A major strength of the study is that it is based on the analysis of a database containing the total Swedish population, which enabled extended and precise stratified analysis. While our definition of type 2 diabetes deviates somewhat from that used in the national diabetes register (NPR),37 it rests on register information about hospital diagnoses (both inpatients and external visits) as well as on specific medication for type 2 diabetes. Moreover, patients with type 1 diabetes were excluded, which may ensure the use of insulin as a proxy for type 2 diabetes. However, patients with other types of diabetes mellitus (such as latent autoimmune diabetes in adults) might have been misdiagnosed with type 2 diabetes, and vice versa. This could also be the case with a number of patients with MODY (Maturity Onset Diabetes in Young) since by 2010 this type of diabetes was still not coded in the NPR. A few patients in our study population might also have used metformin for polycystic ovary syndrome. In addition, in a nationwide population study, underdiagnosis of type 2 diabetes is inevitable since many individuals are unaware of their disease. However, since we included all patients on antidiabetic pharmacological treatment at any point from 2006 to 2010, we still included a major share of all patients with type 2 diabetes. We have not performed a formal validation study, but we think the validity of the type 2 diabetes diagnosis is not a major concern for our study. An alternative approach could be to identify cases of type 2 diabetes from the NPR.38 However, it could be possible that undiagnosed type 2 diabetes is more frequent in deprived groups and therefore our results may underestimate the existing socioeconomic differences.

The aim of this article was to document the heterogeneity of the demographic and socioeconomic distribution of type 2 diabetes in Sweden, rather than to build a predictive model that can be used in other contexts. However, the results are very similar when using bootstrapping for internal validation according to current recommendations.39 In any case, on the basis of this study, we can draw conclusions about correlations, but not about causal relationships.

Socioeconomic factors are conceptualized as root or upstream determinants of disease. That is to say, from a longitudinal perspective, many diseases are mediators rather than independent causes. Moreover, we did not consider the influence of the neighborhood environment in our analyses. Hence, extended analyses including certain diseases and/or neighborhood environmental factors may discover further heterogeneity.

It should further be noted that while a previously more compressed distribution of income in Sweden has in recent years given way to an increasing economic inequality,40 formerly relatively narrow income gaps in combination with remaining tenets of a strong social welfare system including universal healthcare may limit the generalizability of our findings, by attenuating the relationship between the socioeconomic variables and type 2 diabetes risk.

▶ **Data shown**
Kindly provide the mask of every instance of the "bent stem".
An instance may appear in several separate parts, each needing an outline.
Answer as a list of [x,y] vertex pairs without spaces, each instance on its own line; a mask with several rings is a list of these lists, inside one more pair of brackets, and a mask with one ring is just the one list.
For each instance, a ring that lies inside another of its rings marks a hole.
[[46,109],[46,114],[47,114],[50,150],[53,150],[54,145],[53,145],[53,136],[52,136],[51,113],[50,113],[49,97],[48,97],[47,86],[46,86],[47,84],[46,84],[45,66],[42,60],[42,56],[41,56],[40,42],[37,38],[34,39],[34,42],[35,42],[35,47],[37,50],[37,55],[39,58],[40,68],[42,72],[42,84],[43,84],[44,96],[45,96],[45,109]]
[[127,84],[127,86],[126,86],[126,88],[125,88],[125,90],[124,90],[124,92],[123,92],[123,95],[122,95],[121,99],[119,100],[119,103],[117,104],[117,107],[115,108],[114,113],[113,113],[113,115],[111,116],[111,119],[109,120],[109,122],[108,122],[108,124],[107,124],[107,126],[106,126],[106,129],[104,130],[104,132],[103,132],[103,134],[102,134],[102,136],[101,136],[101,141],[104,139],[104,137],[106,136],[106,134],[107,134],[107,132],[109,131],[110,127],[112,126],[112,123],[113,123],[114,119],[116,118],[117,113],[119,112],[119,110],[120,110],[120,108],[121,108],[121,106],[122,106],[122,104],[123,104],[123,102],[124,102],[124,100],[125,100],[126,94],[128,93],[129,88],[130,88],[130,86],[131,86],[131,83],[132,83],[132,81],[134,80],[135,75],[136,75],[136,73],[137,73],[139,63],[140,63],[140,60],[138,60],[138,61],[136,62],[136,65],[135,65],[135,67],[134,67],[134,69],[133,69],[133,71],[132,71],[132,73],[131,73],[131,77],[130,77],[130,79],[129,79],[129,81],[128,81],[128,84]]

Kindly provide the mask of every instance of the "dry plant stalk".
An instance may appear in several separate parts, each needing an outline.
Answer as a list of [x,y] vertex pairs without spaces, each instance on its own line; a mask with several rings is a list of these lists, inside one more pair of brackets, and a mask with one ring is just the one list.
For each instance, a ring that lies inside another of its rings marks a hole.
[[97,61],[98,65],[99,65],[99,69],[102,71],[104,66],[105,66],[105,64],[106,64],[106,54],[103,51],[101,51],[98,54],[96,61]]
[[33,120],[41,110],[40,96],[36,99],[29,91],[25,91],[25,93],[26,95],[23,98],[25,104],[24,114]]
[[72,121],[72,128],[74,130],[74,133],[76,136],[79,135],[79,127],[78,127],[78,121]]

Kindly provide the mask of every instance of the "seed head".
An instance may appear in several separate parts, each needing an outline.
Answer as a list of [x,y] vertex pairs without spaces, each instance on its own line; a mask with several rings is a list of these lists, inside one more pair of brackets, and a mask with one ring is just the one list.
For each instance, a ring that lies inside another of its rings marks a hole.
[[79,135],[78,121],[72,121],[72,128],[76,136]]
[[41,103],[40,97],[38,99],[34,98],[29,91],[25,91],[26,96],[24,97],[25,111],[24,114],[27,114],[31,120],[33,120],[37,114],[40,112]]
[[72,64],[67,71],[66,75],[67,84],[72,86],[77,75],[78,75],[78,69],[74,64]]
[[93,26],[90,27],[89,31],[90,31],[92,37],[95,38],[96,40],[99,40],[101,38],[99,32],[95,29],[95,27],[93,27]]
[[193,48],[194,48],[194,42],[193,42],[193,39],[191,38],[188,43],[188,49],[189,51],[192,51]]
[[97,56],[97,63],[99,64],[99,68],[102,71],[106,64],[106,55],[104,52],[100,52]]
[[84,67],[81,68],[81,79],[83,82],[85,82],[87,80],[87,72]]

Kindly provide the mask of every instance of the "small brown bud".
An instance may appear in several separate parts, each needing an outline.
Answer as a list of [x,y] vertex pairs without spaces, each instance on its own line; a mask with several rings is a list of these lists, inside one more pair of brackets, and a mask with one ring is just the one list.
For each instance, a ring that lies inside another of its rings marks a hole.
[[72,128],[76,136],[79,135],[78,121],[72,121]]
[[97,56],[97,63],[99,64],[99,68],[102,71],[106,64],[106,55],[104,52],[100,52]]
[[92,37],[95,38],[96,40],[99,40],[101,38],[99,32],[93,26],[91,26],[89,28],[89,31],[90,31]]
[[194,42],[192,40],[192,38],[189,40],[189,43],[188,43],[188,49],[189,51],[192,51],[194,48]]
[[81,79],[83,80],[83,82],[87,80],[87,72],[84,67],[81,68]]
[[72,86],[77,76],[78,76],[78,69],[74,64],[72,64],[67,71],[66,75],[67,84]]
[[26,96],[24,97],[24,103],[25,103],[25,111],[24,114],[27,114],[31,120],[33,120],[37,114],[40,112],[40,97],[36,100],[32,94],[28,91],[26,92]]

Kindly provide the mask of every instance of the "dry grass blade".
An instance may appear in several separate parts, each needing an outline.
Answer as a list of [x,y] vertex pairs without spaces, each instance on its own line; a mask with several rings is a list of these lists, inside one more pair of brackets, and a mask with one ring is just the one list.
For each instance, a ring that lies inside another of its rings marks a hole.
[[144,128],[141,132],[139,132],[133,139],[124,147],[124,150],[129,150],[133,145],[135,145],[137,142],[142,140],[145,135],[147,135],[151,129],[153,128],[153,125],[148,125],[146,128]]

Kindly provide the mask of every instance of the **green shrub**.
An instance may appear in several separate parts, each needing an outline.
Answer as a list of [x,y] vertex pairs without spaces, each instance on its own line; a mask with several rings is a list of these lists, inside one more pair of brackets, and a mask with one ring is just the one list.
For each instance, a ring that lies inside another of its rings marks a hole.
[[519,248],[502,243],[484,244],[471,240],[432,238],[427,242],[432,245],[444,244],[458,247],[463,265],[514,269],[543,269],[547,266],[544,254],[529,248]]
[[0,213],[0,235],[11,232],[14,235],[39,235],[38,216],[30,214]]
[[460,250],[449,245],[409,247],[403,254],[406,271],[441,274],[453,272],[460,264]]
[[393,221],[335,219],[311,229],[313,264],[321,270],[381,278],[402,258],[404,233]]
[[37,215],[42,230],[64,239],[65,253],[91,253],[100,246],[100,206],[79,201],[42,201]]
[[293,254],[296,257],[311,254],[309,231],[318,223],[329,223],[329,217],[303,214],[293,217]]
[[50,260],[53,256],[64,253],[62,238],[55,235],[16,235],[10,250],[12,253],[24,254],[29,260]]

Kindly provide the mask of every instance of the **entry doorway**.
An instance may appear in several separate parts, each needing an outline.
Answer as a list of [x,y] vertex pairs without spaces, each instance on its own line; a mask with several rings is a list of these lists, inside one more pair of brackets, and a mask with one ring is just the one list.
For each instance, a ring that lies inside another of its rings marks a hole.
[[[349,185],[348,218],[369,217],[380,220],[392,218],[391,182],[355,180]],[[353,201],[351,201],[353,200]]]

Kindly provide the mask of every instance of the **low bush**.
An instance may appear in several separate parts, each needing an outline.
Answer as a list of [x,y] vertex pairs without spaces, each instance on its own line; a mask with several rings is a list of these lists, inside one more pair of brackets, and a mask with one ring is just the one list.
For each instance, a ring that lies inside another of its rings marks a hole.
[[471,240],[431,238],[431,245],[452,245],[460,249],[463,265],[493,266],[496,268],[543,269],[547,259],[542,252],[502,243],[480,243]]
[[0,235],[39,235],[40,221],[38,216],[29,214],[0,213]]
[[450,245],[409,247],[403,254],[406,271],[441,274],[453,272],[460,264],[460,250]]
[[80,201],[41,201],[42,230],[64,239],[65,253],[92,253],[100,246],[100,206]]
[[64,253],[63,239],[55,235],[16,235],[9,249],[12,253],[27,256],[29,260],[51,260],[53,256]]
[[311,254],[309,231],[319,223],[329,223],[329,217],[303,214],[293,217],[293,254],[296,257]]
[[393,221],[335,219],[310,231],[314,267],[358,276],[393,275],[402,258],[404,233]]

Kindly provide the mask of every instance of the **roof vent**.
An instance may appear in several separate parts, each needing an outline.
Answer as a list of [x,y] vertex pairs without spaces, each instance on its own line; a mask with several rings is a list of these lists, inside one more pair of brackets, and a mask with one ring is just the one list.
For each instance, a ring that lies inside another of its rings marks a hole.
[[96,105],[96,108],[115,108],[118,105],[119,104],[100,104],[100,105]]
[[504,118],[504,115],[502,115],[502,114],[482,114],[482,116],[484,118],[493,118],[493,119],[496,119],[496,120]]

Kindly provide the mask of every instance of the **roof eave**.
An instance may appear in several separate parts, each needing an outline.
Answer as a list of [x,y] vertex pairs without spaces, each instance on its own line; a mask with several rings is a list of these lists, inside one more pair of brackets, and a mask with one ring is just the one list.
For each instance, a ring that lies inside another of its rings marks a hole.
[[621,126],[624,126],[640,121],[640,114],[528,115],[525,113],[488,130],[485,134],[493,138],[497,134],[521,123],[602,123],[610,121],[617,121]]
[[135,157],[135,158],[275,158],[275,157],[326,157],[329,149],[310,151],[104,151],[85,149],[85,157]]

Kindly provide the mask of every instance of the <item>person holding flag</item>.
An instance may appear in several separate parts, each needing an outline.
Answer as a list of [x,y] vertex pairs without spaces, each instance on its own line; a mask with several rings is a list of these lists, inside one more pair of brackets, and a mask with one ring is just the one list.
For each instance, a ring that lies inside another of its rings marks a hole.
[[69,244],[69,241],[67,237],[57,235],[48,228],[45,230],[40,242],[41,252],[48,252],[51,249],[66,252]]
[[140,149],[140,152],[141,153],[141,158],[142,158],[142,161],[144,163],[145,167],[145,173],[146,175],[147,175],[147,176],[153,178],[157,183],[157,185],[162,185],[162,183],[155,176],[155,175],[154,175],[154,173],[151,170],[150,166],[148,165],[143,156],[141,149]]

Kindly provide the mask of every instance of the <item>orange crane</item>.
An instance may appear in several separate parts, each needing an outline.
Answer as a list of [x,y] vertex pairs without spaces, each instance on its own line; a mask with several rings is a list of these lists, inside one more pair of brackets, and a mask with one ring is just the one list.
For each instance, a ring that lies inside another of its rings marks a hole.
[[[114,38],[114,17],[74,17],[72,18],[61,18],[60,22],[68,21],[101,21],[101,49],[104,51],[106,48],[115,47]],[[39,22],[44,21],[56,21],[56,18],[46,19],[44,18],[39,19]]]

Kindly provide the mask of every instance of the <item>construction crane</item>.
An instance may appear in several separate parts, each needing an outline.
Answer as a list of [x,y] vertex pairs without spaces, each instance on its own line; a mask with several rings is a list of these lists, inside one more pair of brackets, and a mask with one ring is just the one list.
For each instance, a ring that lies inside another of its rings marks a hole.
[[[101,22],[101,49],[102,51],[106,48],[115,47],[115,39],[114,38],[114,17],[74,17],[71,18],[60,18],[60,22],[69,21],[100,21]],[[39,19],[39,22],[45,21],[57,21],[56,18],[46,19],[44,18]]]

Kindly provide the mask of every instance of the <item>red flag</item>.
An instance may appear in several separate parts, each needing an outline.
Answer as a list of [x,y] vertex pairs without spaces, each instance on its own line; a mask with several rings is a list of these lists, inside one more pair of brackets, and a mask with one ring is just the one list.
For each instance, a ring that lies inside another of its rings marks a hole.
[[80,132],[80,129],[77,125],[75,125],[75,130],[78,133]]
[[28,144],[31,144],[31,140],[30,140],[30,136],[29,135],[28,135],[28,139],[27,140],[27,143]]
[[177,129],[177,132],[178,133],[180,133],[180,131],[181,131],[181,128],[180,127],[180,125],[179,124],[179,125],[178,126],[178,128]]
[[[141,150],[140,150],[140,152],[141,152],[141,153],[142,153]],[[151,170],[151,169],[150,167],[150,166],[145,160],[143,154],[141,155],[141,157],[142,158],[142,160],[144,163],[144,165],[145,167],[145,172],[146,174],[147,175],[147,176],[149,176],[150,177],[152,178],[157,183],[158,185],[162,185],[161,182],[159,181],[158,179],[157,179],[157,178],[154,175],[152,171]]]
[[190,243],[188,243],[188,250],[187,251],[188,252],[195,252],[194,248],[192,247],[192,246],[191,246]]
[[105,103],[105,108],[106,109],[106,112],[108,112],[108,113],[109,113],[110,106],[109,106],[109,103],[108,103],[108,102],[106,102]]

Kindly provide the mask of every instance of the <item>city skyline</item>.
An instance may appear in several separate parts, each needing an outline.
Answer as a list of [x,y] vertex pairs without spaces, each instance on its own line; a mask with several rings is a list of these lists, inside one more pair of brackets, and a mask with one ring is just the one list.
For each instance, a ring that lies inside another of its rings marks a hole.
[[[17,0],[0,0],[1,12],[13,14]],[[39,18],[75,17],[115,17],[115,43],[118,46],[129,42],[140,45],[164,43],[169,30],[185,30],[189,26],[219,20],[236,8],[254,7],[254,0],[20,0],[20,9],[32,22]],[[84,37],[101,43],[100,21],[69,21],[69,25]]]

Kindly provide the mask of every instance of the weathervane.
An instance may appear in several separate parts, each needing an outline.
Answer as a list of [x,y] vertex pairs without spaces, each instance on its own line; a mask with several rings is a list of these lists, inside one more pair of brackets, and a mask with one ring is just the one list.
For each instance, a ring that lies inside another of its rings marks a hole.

▶ **Questions on the material**
**A)** According to the diabetes study passage, over what span of years did the study include all patients on antidiabetic pharmacological treatment?
**B)** Copy from the diabetes study passage the words between "It should further" and "2 diabetes risk.", inclusive.
Answer using only the diabetes study passage.

▶ **Replies**
**A)** From 2006 to 2010.

**B)**
It should further be noted that while a previously more compressed distribution of income in Sweden has in recent years given way to an increasing economic inequality,40 formerly relatively narrow income gaps in combination with remaining tenets of a strong social welfare system including universal healthcare may limit the generalizability of our findings, by attenuating the relationship between the socioeconomic variables and type 2 diabetes risk.